• _Work request_
Which lines belong in the answer? Exactly those from the line containing "INSTRUCTION = locate a point on each instance of the green" through the last line of the records below, repeated as written.

(Records from a data source)
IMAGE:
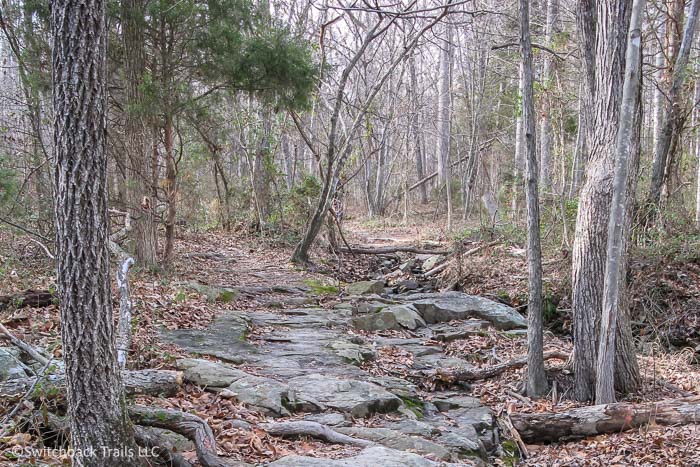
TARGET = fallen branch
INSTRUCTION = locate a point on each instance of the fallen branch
(382, 250)
(475, 374)
(607, 418)
(124, 332)
(26, 348)
(185, 424)
(33, 298)
(438, 269)
(151, 382)
(315, 430)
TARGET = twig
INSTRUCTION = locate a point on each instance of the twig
(24, 346)
(12, 413)
(124, 334)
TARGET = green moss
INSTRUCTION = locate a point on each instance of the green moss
(319, 288)
(414, 405)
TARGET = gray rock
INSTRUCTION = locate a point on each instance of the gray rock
(369, 307)
(434, 361)
(447, 306)
(313, 393)
(394, 385)
(432, 261)
(175, 442)
(445, 332)
(414, 427)
(10, 365)
(407, 316)
(397, 440)
(330, 419)
(225, 338)
(265, 394)
(354, 353)
(380, 321)
(365, 287)
(447, 402)
(377, 456)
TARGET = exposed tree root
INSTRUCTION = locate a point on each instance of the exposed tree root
(476, 374)
(315, 430)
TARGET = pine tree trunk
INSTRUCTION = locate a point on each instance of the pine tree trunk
(101, 433)
(140, 205)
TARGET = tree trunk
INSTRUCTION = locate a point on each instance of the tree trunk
(415, 129)
(674, 115)
(600, 419)
(605, 381)
(139, 203)
(548, 77)
(536, 378)
(101, 433)
(602, 105)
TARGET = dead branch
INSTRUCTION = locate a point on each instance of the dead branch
(315, 430)
(185, 424)
(124, 332)
(607, 418)
(26, 348)
(366, 250)
(468, 374)
(152, 382)
(32, 298)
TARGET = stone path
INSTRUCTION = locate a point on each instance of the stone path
(307, 364)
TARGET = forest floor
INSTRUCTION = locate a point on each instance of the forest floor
(170, 311)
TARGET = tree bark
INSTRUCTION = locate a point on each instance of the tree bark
(615, 251)
(140, 204)
(601, 27)
(600, 419)
(101, 434)
(536, 378)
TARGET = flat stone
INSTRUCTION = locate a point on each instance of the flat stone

• _Expected output_
INSTRUCTION = locate a point on each instance of the green moss
(319, 288)
(414, 405)
TARGET = gray rock
INSTRUCTION = locate a point on each instance of the gray rock
(369, 307)
(434, 361)
(447, 306)
(313, 393)
(394, 385)
(432, 261)
(175, 442)
(445, 332)
(414, 427)
(10, 365)
(407, 316)
(397, 440)
(330, 419)
(225, 338)
(265, 394)
(354, 353)
(380, 321)
(365, 287)
(447, 402)
(377, 456)
TARGET = exposed tree root
INSTRUCTION = locate a point on each instance of the exposed tree root
(476, 374)
(315, 430)
TARGET = pine tree trunk
INSTRUCTION = locate a point on each instance of the pine tree trunk
(101, 433)
(140, 205)
TARGET = tree trunk
INSTRUCTION = locate a point on each instance of the tree trunk
(415, 129)
(674, 115)
(600, 419)
(605, 381)
(139, 203)
(548, 77)
(536, 378)
(101, 433)
(602, 105)
TARGET = dead branch
INSTRUCTION = locate a point on each instance of the dead branch
(315, 430)
(185, 424)
(124, 332)
(607, 418)
(26, 348)
(366, 250)
(468, 374)
(152, 382)
(32, 298)
TARGET = stone path
INSTRUCTION = locate a point on each instance of the stone path
(307, 364)
TARGET = forest floor
INSTRUCTION = locate a point on each instance of the forest floor
(170, 311)
TARGET = tree bark
INSTRUCTION = locate a point on each instance of the tree bark
(615, 251)
(140, 204)
(601, 27)
(600, 419)
(101, 434)
(536, 378)
TARGET = flat stone
INSTRUCTION = locate a point on each instance of the flat stone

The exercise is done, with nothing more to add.